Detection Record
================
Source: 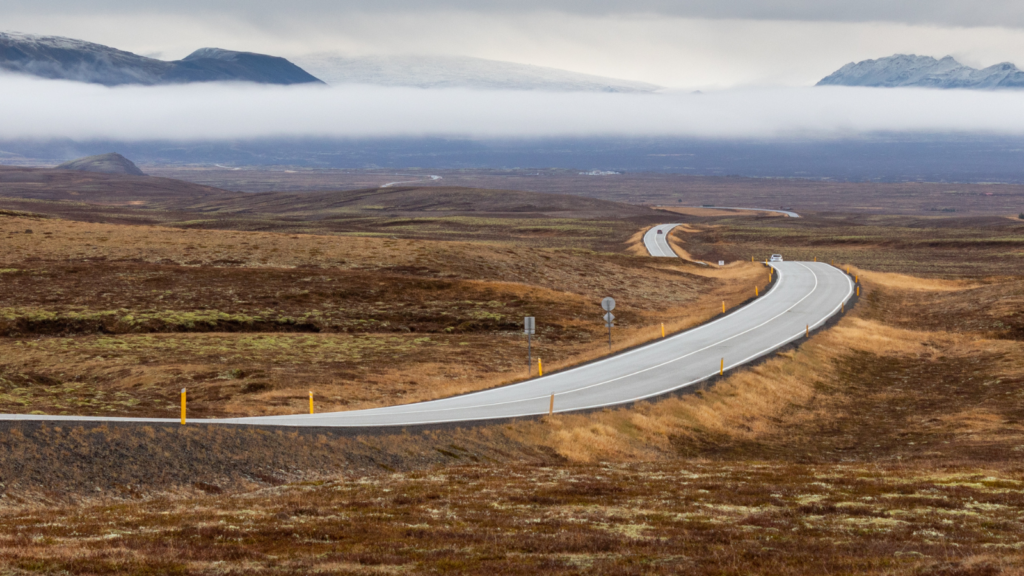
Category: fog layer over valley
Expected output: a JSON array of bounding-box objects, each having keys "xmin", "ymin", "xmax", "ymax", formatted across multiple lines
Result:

————

> **Task directions**: Present each line of the records above as a Markdown table with two columns, Row and Line, numbering the rows and omitting blank lines. Leave the pictures out of the answer.

> **Solution to this problem**:
| Row | Line |
|---|---|
| 1 | Detection Record |
| 2 | ================ |
| 3 | Source:  |
| 4 | Category: fog layer over valley |
| 5 | Expected output: a JSON array of bounding-box objects, each having keys "xmin", "ymin", "xmax", "ymax", formatted across multiple lines |
| 6 | Result: |